Along with meeting all these fabulous individuals I was lucky enough to receive a number of propositions and witty(ish) pick-up lines:

1st – from the skinny Laos waiter 5 minutes into the first night.
“Oh My God, what have you been eating?” he asked while handing over my vat of white wine.
“Huh?”
He smirked, “Well, you look so beautiful it must be something you’re eating.”
I grinned back before toddling off with the alcomahol in the vague direction of my friends.

2nd – from David on the first night before we swept the floor in a ridiculous tango/cha-cha hybrid.
Half way through our “travellers convo”, yelled over loudly blasted latino tunes, we’d just reached the “and what do you do back home?” part of the tête-à-tête. He’d already told me his occupation enabled him to work anywhere, all over the world so I continued with the same line of inquiry.
“So, what is this amazing job?”
He leaned in, with his sexy Gerard Butler stubble, and whispered into my ear with an accentuated, deeply alluring French accent.
“I am… a bank robber.”
I giggled and fluttered my eyelashes at his faked notoriety. Later on, I discovered he was actually an architect (or something), but his charm was by no means diminished.

3rd – from the creepy, smelly English guy with the odd accent at Martini on the second night.
He didn’t employ one specific line but rather, a string of persistent moves to get me to dance/talk/sleep with him. Lily ended up taking him home with her, so I had to suffer through the 10 minute ride back to my place, applying strategic cock-blocking and hand slapping to avoid his unwanted attention. He then slurred incoherently when we finally go to mine that “oohhhh, well marybee I shhoould staaey wittthh yoouu tonoight.” I was unimpressed and managed to slap him away before quickly bolting the gate behind me.

4th - from Tom on the last night.
“I saw you here last night.”
“Oh yeah.” I tried to place him in one of the venues I’d danced through the night before.

************

- **TASK SET**:
**A)** Could you reproduce the stretch of the pick-up lines excerpt from "I grinned back" through "ridiculous tango/cha-cha hybrid."?
**B)** How would you render this sentence from the pick-up lines excerpt in Spanish: "I giggled and fluttered my eyelashes at his faked notoriety."

- **GIVEN MATERIAL**:
************

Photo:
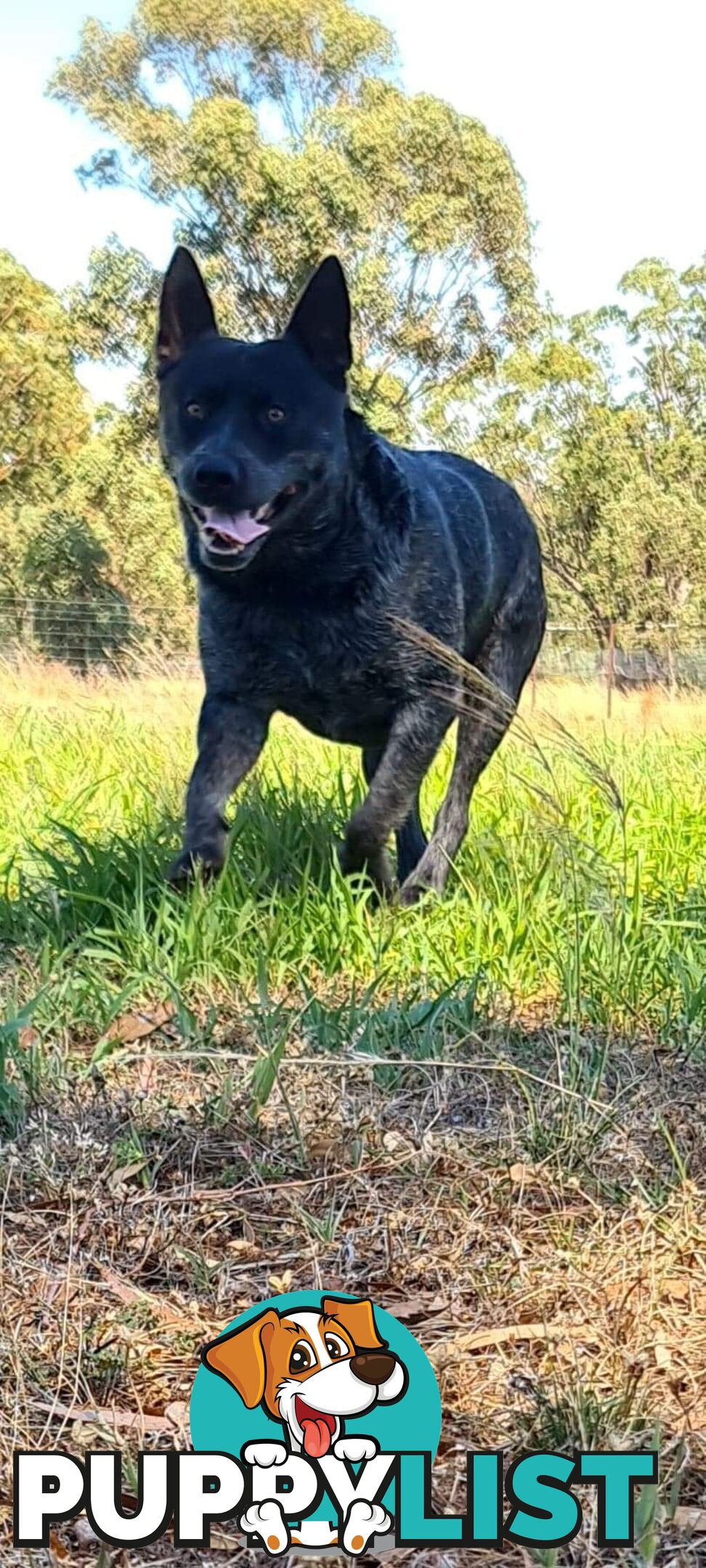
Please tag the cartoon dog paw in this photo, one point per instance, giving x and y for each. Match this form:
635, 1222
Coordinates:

************

- **ANSWERS FOR THE EXERCISE**:
**A)**
I grinned back before toddling off with the alcomahol in the vague direction of my friends.

2nd – from David on the first night before we swept the floor in a ridiculous tango/cha-cha hybrid.

**B)** Me reí tontamente y le batí las pestañas ante su fingida notoriedad.